I've posted about this before and there have been several suggestions --
none of which have seemed to work. A new wrinkle has recently showed up
that I thought I would post.
I have eth0 (lan), eth1 (wireless), and eth2 (firewire) defined on my
system. I've had problems for a few months of eth1 and eth2 swapping
places (and occasionally even eth0 becoming the wireless). I attempted
the udev rule strings that have been suggested before, but they didn't
seem to work -- while my rule was in place wireless became eth2 again,
for instance. Here are the rules I've used before (anonymized a bit):
KERNEL=="eth*", SYSFS{address}=="xx:xx:xx:xx:xx:xx", NAME="eth0"
KERNEL=="eth*", SYSFS{address}=="xx:xx:xx:xx:xx:xx", NAME="eth1"
I see now that I never bothered to try to force the firewire to be eth2,
so maybe that's something. But why wouldn't the second rule take care
of my wireless card on it's own?
Anyway, the above rules are NOT in effect on my system at the moment.
Recently (maybe since 8 or so days ago) I see that there is no eth1
device anymore. There is now an eth1_temp device. E.g.

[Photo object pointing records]

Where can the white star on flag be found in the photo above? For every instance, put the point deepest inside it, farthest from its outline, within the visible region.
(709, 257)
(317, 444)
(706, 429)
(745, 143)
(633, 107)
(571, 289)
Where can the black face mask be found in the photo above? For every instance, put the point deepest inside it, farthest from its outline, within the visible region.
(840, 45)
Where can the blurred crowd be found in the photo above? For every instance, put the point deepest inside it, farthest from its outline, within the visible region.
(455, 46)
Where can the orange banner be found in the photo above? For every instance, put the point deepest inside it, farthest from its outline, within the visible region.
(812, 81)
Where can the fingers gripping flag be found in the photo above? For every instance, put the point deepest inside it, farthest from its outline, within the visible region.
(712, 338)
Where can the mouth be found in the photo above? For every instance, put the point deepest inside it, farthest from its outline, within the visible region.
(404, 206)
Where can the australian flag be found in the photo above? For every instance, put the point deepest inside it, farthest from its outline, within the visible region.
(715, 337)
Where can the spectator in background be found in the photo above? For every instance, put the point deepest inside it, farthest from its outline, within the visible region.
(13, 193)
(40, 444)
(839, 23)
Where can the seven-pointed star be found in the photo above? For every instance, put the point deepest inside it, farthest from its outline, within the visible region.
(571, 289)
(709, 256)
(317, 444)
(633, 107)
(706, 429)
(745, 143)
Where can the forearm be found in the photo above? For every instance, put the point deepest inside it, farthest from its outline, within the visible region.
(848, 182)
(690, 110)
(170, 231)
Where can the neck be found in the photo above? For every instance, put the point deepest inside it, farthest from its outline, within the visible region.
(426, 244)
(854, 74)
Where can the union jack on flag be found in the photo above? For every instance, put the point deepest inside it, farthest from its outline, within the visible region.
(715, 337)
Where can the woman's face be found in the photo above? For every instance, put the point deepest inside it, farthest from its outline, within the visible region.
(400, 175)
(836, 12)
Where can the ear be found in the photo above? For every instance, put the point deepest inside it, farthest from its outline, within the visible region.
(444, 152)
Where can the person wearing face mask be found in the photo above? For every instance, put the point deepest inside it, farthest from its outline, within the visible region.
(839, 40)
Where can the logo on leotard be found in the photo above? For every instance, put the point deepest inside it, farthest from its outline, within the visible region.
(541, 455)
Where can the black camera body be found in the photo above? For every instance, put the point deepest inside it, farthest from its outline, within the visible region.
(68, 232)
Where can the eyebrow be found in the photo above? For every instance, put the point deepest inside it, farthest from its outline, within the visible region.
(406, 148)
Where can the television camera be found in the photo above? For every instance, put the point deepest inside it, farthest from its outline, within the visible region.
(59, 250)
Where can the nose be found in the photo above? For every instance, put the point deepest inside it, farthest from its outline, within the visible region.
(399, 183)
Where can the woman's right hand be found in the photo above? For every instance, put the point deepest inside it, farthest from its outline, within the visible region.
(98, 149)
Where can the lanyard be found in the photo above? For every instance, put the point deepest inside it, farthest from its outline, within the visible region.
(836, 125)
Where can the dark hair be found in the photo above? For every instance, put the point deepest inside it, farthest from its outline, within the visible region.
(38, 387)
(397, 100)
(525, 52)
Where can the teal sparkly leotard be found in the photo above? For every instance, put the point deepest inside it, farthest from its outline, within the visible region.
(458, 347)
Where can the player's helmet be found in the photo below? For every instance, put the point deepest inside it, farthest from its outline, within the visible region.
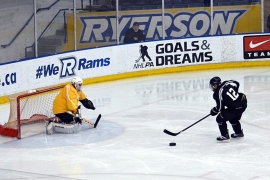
(77, 83)
(214, 83)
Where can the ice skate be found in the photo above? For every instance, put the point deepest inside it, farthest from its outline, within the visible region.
(49, 127)
(225, 138)
(241, 134)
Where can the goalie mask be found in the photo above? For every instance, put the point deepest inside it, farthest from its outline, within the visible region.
(214, 83)
(77, 83)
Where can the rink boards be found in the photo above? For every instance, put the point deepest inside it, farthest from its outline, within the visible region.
(124, 61)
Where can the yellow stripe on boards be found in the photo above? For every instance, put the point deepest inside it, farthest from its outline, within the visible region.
(178, 69)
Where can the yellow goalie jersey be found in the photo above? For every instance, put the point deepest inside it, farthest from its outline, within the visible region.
(67, 100)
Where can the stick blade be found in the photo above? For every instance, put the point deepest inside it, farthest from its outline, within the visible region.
(98, 118)
(170, 133)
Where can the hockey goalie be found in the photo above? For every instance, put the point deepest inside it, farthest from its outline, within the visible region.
(67, 109)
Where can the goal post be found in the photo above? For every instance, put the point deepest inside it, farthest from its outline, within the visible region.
(28, 108)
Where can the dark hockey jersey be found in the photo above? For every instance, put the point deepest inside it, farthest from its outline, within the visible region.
(227, 95)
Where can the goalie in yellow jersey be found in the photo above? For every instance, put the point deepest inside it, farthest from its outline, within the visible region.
(65, 107)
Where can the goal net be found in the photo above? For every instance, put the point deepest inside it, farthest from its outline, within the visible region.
(28, 108)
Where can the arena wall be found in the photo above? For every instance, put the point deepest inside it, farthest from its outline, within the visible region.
(125, 61)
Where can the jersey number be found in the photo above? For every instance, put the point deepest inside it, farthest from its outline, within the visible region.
(234, 95)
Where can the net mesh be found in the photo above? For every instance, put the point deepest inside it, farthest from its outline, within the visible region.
(27, 108)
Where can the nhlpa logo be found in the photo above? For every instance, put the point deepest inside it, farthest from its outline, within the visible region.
(68, 66)
(143, 55)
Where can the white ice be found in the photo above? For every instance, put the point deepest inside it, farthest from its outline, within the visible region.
(129, 143)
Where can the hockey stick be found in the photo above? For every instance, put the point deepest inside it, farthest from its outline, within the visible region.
(175, 134)
(86, 121)
(90, 123)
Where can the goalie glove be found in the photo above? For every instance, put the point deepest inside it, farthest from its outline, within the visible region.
(87, 104)
(214, 111)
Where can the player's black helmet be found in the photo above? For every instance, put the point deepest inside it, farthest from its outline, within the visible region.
(214, 83)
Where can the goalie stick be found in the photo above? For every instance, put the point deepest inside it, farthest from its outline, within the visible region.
(175, 134)
(90, 123)
(86, 121)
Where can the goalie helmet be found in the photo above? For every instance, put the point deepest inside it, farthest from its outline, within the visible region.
(77, 83)
(214, 83)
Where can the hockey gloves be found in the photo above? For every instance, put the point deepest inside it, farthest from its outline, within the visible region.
(87, 104)
(214, 111)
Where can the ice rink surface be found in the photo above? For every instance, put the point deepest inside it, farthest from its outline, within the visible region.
(129, 143)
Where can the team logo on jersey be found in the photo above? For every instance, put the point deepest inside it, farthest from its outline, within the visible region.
(256, 47)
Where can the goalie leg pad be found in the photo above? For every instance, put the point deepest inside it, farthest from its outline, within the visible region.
(67, 128)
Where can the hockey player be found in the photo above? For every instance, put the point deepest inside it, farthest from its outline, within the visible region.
(65, 107)
(230, 105)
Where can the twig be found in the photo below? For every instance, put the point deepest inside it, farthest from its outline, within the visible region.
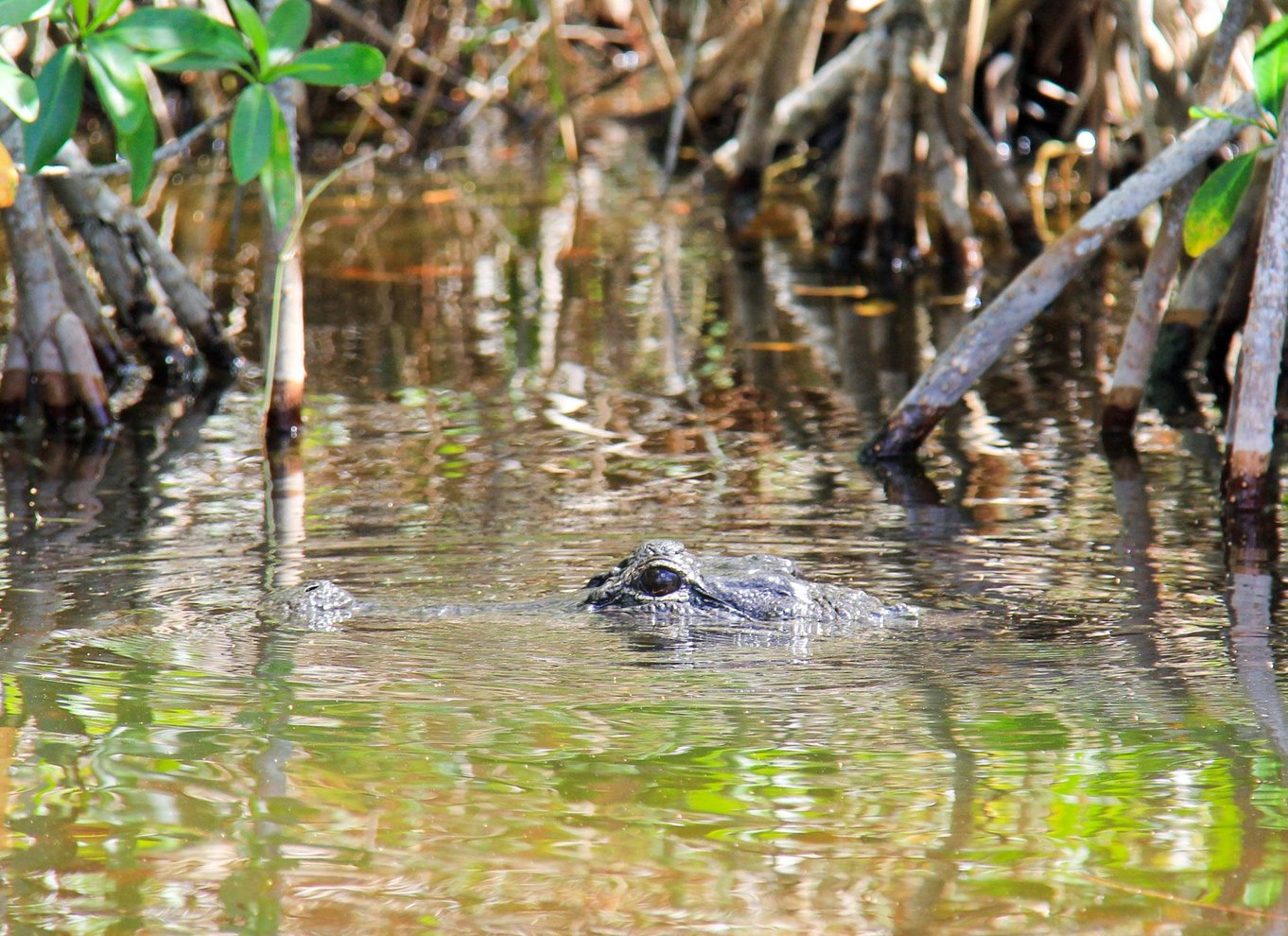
(1184, 901)
(179, 146)
(290, 244)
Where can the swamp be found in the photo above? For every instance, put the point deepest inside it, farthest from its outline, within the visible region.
(543, 324)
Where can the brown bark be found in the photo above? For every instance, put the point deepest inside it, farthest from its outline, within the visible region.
(851, 213)
(84, 302)
(1141, 338)
(896, 196)
(963, 256)
(284, 337)
(149, 286)
(986, 337)
(1209, 278)
(53, 342)
(1247, 484)
(782, 61)
(997, 177)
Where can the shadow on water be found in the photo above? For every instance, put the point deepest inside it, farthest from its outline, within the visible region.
(1091, 737)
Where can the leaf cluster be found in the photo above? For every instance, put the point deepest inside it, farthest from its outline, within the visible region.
(1212, 209)
(117, 56)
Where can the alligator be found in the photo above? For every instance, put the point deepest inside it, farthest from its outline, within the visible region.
(660, 581)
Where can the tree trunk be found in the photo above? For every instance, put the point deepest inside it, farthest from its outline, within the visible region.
(1156, 287)
(84, 302)
(129, 253)
(986, 337)
(1201, 292)
(284, 338)
(894, 203)
(851, 213)
(795, 35)
(1247, 484)
(48, 340)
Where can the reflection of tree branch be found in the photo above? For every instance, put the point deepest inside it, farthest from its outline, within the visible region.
(918, 910)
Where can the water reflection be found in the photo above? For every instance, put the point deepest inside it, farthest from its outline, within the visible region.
(511, 389)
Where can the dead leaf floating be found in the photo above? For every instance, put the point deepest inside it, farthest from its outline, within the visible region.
(851, 291)
(874, 308)
(8, 178)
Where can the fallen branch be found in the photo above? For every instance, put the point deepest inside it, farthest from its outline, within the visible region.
(984, 340)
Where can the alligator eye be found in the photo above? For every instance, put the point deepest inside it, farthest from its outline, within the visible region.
(658, 580)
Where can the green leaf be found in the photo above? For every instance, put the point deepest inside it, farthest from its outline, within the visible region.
(170, 34)
(103, 11)
(18, 92)
(347, 63)
(138, 148)
(61, 86)
(114, 71)
(1212, 207)
(277, 178)
(250, 24)
(288, 26)
(252, 135)
(1270, 66)
(13, 11)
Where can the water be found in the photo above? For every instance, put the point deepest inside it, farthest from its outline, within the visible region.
(1091, 740)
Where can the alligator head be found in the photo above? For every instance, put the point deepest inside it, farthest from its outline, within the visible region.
(662, 579)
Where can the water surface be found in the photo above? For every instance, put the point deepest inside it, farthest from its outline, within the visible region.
(513, 383)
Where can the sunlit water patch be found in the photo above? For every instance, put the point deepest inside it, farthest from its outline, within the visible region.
(512, 388)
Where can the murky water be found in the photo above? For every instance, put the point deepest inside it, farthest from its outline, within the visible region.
(513, 384)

▸ Task list:
(a) Answer these questions about the network interface post:
(i) Which interface is defined as eth2?
(ii) What device shows up now in place of eth1?
(iii) Roughly how long ago did that change begin?
(b) Extract the passage of the network interface post from "I see now that" to "eth1_temp device. E.g." without changing a word.
(c) Do these statements agree with the network interface post? Answer yes or no for each, quoting the words that decide it.
(i) The writer tried udev rule strings that others had suggested.
(ii) The writer's rules included one that forced the firewire to be eth2.
(iii) The rules shown are currently in effect on the writer's system.

▸ Task results:
(a)
(i) Firewire
(ii) eth1_temp
(iii) Maybe since 8 or so days ago

(b)
I see now that I never bothered to try to force the firewire to be eth2,
so maybe that's something. But why wouldn't the second rule take care
of my wireless card on it's own?
Anyway, the above rules are NOT in effect on my system at the moment.
Recently (maybe since 8 or so days ago) I see that there is no eth1
device anymore. There is now an eth1_temp device. E.g.

(c)
(i) Yes: "I attempted the udev rule strings that have been suggested before"
(ii) No: "I never bothered to try to force the firewire to be eth2"
(iii) No: "the above rules are NOT in effect on my system at the moment"